Directions for this task |
Repeat the listing exactly. Do not carry over any pictures.
□ □ □
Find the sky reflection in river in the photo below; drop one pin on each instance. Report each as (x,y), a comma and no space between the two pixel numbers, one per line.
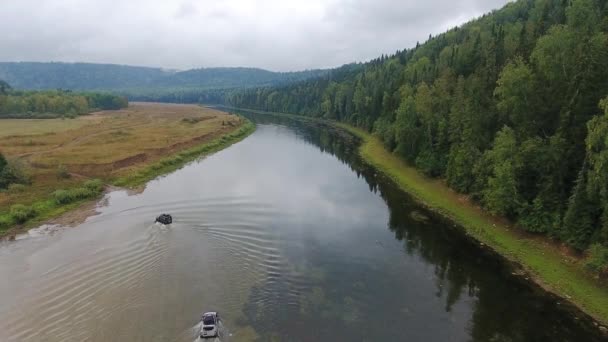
(290,237)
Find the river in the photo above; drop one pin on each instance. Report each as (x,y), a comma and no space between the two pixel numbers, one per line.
(291,238)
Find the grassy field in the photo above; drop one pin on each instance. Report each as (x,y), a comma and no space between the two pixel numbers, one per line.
(126,147)
(545,262)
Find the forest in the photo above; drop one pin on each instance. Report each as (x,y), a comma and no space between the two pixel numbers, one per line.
(54,103)
(510,109)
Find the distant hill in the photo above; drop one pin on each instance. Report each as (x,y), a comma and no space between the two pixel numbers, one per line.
(112,77)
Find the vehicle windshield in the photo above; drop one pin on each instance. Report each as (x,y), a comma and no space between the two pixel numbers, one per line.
(208,320)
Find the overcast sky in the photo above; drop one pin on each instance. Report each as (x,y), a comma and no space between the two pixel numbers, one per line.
(273,34)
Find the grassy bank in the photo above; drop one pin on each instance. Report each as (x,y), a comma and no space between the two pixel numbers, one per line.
(550,268)
(174,162)
(126,148)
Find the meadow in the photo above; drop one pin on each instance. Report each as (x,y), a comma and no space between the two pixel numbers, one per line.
(126,147)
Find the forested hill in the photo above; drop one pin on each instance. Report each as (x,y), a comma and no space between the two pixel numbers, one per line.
(85,76)
(505,108)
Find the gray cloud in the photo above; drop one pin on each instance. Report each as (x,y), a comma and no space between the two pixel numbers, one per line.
(272,34)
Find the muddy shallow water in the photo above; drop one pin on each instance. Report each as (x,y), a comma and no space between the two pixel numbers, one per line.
(291,238)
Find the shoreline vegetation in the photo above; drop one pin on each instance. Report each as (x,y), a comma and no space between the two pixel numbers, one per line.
(551,269)
(81,190)
(541,260)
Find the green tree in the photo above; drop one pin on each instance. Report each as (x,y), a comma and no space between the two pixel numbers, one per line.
(501,195)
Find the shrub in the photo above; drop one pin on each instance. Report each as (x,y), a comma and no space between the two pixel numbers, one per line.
(598,259)
(62,197)
(62,172)
(12,171)
(95,185)
(16,188)
(22,213)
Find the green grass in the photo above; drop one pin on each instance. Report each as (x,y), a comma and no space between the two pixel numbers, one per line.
(63,201)
(43,210)
(544,263)
(172,163)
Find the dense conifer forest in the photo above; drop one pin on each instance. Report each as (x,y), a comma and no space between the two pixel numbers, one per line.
(510,109)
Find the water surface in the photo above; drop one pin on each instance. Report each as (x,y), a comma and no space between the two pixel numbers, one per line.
(291,238)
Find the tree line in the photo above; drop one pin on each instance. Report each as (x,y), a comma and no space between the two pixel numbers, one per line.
(54,103)
(507,109)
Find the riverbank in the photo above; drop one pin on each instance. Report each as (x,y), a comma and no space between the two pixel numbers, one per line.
(545,264)
(125,148)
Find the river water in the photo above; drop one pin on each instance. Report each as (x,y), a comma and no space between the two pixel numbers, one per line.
(291,238)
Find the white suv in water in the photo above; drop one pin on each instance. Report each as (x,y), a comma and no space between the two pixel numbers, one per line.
(210,325)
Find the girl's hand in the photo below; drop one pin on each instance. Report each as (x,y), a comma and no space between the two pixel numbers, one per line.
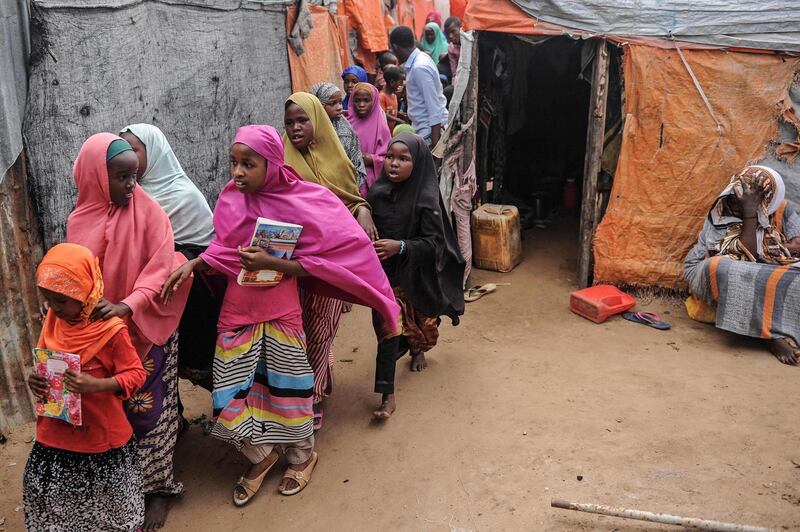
(386,249)
(175,280)
(364,217)
(254,258)
(82,382)
(749,197)
(40,387)
(105,310)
□ □ □
Task result |
Find the sky reflection in river in the photo below; drop one pin on each instance. Report each as (x,y), a comma and no space between the two pixel numbers, one per line.
(290,237)
Find the river in the photo above; drop one pin on each instance. Report each as (x,y), a comma and no space between the two pixel numbers, one per line.
(291,238)
Find the grassy field in the photo above; drop one pin on each instance. Report each as (x,y), a comma and no space between the two pixel numbers, one per line.
(126,147)
(545,262)
Find the forest in the photo above; drop one pin on each instance. Report each as (x,y), a comma and no space between the two pixel numbers, one per line.
(54,103)
(510,109)
Find the distant hill in the photo above; drop one pin on each instance. Report each as (x,y), a comma and no space between the two pixel numbers, one per line.
(112,77)
Find the vehicle windshield in the photo above; drop one pin on each instance. Report each as (x,y), a comma and no space between the two pixel numbers, one per line.
(208,320)
Find the overcast sky in the photo above; drop one pin on each instance. Report each as (x,y), a comma and no space between the two pixel numbers, one per line.
(273,34)
Find the grassy bank in the photo above; drop one pin on each instance. Report each as (x,y), a comma and no space between the two pixel numbers, one per line.
(550,268)
(174,162)
(126,148)
Find the meadow in the photo above; drop one pin on each instance. Report each as (x,y), a comma and no space between the two pixel numbers, one per line.
(126,147)
Find the forested hill in the photo above; drop one pin on each instance. Report each as (x,y), a comma and no space between the two pixel numbers, one per line.
(85,76)
(505,108)
Find the gray cloud in the photo above; drop one pin on each instance. Report each as (x,y), a comma and no space between the two pixel numbers, one per line.
(272,34)
Find the muddy shallow water in the photo above; drop one pin on each instance. Report each as (x,y), a comma and no space between the two pixel numbers, one per line.
(291,238)
Find the shoreline vegetation in the photo above; drop one pin on each instance. Report each as (x,y), a comma and no space between the two pixel numbers, one per line.
(551,269)
(81,190)
(541,260)
Find the green tree in the photo above; drop one pin on each instance. Report each as (x,y), a comma and no space between the two pixel numbers, one per line.
(501,195)
Find the shrub in the photo above; drop one pin on each instance. Report each as (x,y), a comma and no space between the two pixel numbers, one per line.
(598,259)
(62,197)
(62,172)
(12,171)
(95,185)
(16,188)
(22,213)
Find the green grass in the photo above; drop one pin on each instance. Report each as (x,y), a comma and no space between the two pixel numbers, one per line.
(63,201)
(43,210)
(544,263)
(172,163)
Find the dense conifer forest in the photo above; drop one pin on each instance. Report each as (x,y), a comma and no space between the two pixel numbers, one per line.
(510,109)
Find the water surface in the photo above; drop one pin on each instance. Report each as (x,y), a comma and no space between the two pixel numbers, one per line.
(291,238)
Find the tree line in the photo above; drop one pin on each instance. Report each as (x,y), a comma and no space between the two pixel numbers, one per line.
(54,103)
(507,109)
Find the riverbank in the photo above; drop one pin on each instance. Report each as (x,y), a comma and no space between the two pixel numbers, one per line.
(545,264)
(125,148)
Find the river water in the photo above; drop one pin on each instance. Report each as (x,y), a comma and no space between the two pixel numbers, one per line.
(291,238)
Find the white suv in water in the photo above; drop one pin on each instance. Report each as (x,y), a comma and no space between the two pixel numbers, one per line.
(210,325)
Find the girl's hand in the photo below; drop one pin on each instance. Report each as (x,y), a comma and no space between the two pixel numbers, one per line.
(386,249)
(175,280)
(364,217)
(254,258)
(82,382)
(749,197)
(40,387)
(105,310)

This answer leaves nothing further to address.